» WHAT TO DO
From the line containing "Task: put a dot on each instance of the floodwater" through the last line of the entries below, repeat each line word for word and leave out the rest.

(Dataset items)

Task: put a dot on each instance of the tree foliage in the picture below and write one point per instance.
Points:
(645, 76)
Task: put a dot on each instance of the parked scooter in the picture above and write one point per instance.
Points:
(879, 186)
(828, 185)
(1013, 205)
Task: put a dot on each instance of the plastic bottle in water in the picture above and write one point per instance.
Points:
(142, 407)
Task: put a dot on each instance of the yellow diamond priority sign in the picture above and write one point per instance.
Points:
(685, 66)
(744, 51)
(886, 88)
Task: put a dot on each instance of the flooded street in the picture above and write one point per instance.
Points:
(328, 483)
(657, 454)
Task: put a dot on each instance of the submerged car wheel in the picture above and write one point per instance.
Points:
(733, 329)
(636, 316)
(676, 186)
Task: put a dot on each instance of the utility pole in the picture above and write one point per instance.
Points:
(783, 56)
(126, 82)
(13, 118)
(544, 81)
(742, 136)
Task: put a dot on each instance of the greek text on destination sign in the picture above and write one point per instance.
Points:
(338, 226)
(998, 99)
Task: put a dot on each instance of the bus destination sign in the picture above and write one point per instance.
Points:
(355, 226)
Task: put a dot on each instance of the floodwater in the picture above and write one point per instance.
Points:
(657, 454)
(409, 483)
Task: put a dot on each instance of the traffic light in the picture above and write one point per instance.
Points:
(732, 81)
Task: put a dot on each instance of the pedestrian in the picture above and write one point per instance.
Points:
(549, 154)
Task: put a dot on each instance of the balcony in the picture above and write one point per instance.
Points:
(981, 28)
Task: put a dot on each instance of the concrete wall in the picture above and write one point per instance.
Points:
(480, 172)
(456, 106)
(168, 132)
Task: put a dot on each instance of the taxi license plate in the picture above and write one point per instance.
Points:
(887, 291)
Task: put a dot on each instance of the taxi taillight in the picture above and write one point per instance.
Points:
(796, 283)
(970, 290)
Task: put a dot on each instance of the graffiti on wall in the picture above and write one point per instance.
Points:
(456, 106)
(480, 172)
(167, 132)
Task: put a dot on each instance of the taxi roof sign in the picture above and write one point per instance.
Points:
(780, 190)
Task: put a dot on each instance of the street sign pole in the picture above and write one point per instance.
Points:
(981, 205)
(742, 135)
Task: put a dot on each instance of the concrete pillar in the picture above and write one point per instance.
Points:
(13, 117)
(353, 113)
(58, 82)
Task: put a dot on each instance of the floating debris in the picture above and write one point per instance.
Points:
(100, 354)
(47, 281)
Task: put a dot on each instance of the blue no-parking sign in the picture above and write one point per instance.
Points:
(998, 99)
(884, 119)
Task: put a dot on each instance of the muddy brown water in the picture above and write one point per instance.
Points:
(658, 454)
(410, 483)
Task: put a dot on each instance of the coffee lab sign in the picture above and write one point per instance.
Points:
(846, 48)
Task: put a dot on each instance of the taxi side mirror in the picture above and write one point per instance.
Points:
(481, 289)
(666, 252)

» RESULT FOR THIS EXERCISE
Task: put a dot on each instance of the floodwater in the picture above and write one point per instance.
Points:
(657, 454)
(409, 483)
Task: put a dot on each instance of the traffic light in the picture above and write one point per instance.
Points:
(732, 81)
Task: put a dot on each instance of the pedestrian in the picture above and write one point per instance.
Points:
(549, 154)
Task: put a dot on each instance of the balcony in the picture above and write one point per instance.
Points:
(981, 28)
Task: put a dot on each instance of the concrete wall in the picture above and write one point per instance.
Points:
(480, 172)
(456, 106)
(168, 132)
Task: put a dot on each instance of the taxi license plate in the picture above and write one point per instance.
Points:
(887, 291)
Task: put a dot on each instance of the taxi taillight in the picture above and write one point per instance.
Points:
(796, 283)
(970, 290)
Task: put a dot on each instance of the graffiti on wall in the picture above and write one point per instance.
Points:
(456, 106)
(480, 172)
(167, 132)
Task: put a dot on each instance of the taxi roof sign in the picture above and write one point per instance.
Points:
(780, 190)
Task: put a dot on each instance of the street sign pole in the picture above and write one point per instance.
Points:
(981, 205)
(742, 135)
Task: put a dot on each instance of the concrete pillar in the picture above and write one point per instance.
Points:
(13, 117)
(353, 113)
(58, 82)
Task: put a dot on each instance of the floating debris in the picture above and write one point per instance.
Points:
(100, 354)
(47, 281)
Task: put a dot on each instance of the blue no-parking sign in the picture above and write one point per instance.
Points:
(998, 99)
(884, 119)
Task: put a dot on each instance of the muddy brown water in the picture above and write one point per instance.
Points:
(658, 454)
(410, 483)
Task: put a dot on each instance of the coffee lab sign in the picture above and write one point per instance.
Points:
(846, 48)
Task: put a dot on each instance of the taxi side mirror in the picture above and write one point per instance.
Points:
(481, 289)
(666, 252)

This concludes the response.